> _Quoted passage_:
::::::::
Corvette Fifty Years
By Randy Leffingwell Motorbooks International
Copyright © 2004 Randy Leffingwell
All right reserved.
A NEAR INEVITABILITY
The Corvette could only have come from General Motors. This is not just because Chevrolet general manager Tom Keating, chief engineer Ed Cole, and vice president of styling Harley Earl agreed this new car would be badged as a Chevrolet. It was more involved than that. The Corvette resulted from 30 years of work by GM'S greatest thinker, Alfred Pritchard Sloan. Sloan and Donaldson Brown together devised a far-sighted management strategy in the early 1920s. Brown became Sloan's co-conspirator in the years after GM's board elected Sloan president in May 1923. By then, these two men had undone the conglomerate mess that their former boss, the entrepreneurial automobile enthusiast William Crapo Durant, had left behind.
Durant was the father of General Motors. He envisioned a system in which GM owned and controlled every part and product needed to manufacture his automobiles. The term for this, vertical integration, was not coined yet. What Durant created was a less laudable free will among the companies he owned. By the time he walked out in December 1920, his system had devolved into a corporate free-for-all. Durant had too many automakers producing too many similar models at too near the same price with no central control.
The healthy post-World War I U.S.economy collapsed in 1920 as Europe's recovery hit full speed. The recession hit hard in the United States. The fundamental, difference between Billy Durant's car company and Henry Ford's operations took giant General Motors down to second place. In the best of times, Durant's products competed with one another. As money tightened, he had no small, basic, cheap car to sell, as Ford did. Durant soon had no corporate income.
Sloan joined GM in 1916. Brown arrived at GM when Pierre S. du Pont stepped in to become GM president as part of the du Pont's efforts to bail GM out of its enormous troubles in 1921. With du Pont in place as the hard decision maker, Brown became GM's financial brain and Sloan became its backbone. Together, they made something rational out of the chaos.
Brown, Sloan, and du Pont monitored each company's performance individually, examining and revising GM's entire product lineup. By late 1921, they offered cars ranging from $700 Chevrolets to $6,000 Cadillacs.
Brown established the goal of achieving the highest possible return on rate of investment, a theory that guides most successful companies today. Sloan and Brown believed the purpose of any company was to protect and enrich the investment of its owners, stockholders-in GM's case-a philosophy that would affect product decisions to this day. He and Brown accepted delayed corporate gratification, as Sloan wrote years later in his autobiography, My Years with General Motors. "The question is not simply one of maximizing the rate of return for a specific short period of time. Mr. Brown's thought on this was that the fundamental consideration was [to achieve] an average return over a long period of time." If ever any single product in automotive history demanded patience to achieve its return on investment, it was Chevrolet's sports car. That was only one of several elements needed for the Corvette to succeed, however.
As Arthur Kuhn wrote in his book, GM Passes Ford 1918-1938, Brown and Sloan recognized that offering an automobile "exclusive in design, possessing superior engineering qualities and carrying with it a peculiar appeal to fashion afforded the opportunity for a favorable rate of return." This, as Brown wrote in his own book, Some Reminiscences of an Industrialist, required "ingenuity in anticipating the changing tastes of the buying public." They levered that philosophy into place and pressed forward in other ways that enabled the corporation to serve its stockholders best.
::::::::
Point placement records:
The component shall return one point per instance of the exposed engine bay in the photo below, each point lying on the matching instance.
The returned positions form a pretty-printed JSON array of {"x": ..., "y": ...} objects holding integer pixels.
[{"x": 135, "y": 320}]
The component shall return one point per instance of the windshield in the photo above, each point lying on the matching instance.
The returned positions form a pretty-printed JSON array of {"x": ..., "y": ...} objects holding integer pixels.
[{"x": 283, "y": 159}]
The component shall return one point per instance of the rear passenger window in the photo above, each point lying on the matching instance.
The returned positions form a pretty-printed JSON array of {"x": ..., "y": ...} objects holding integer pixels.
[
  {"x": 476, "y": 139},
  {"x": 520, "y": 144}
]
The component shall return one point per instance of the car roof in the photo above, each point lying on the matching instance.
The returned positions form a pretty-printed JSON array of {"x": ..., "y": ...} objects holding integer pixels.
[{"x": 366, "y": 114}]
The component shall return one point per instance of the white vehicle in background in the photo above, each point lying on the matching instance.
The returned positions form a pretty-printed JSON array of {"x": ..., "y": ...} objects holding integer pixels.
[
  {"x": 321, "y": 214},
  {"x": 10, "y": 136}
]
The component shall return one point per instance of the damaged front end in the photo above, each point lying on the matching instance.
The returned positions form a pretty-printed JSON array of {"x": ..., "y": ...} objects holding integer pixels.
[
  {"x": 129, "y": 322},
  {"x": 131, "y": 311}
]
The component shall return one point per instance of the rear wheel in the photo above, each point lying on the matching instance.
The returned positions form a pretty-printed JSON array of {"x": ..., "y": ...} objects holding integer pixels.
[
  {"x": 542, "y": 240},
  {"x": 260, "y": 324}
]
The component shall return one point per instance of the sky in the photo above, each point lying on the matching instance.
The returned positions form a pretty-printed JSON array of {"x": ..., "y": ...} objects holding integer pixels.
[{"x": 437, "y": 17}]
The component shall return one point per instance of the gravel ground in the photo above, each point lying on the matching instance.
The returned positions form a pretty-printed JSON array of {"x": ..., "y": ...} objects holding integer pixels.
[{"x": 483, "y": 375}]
::::::::
> _To-do list_:
(1) Set down the part of the Corvette passage that begins at the words "The healthy post-World" and stops after "no corporate income.".
(2) According to the Corvette passage, in what month and year did GM's board elect Sloan president?
Draw only on the Corvette passage, nothing else.

> _Expected outputs_:
(1)
The healthy post-World War I U.S.economy collapsed in 1920 as Europe's recovery hit full speed. The recession hit hard in the United States. The fundamental, difference between Billy Durant's car company and Henry Ford's operations took giant General Motors down to second place. In the best of times, Durant's products competed with one another. As money tightened, he had no small, basic, cheap car to sell, as Ford did. Durant soon had no corporate income.

(2) May 1923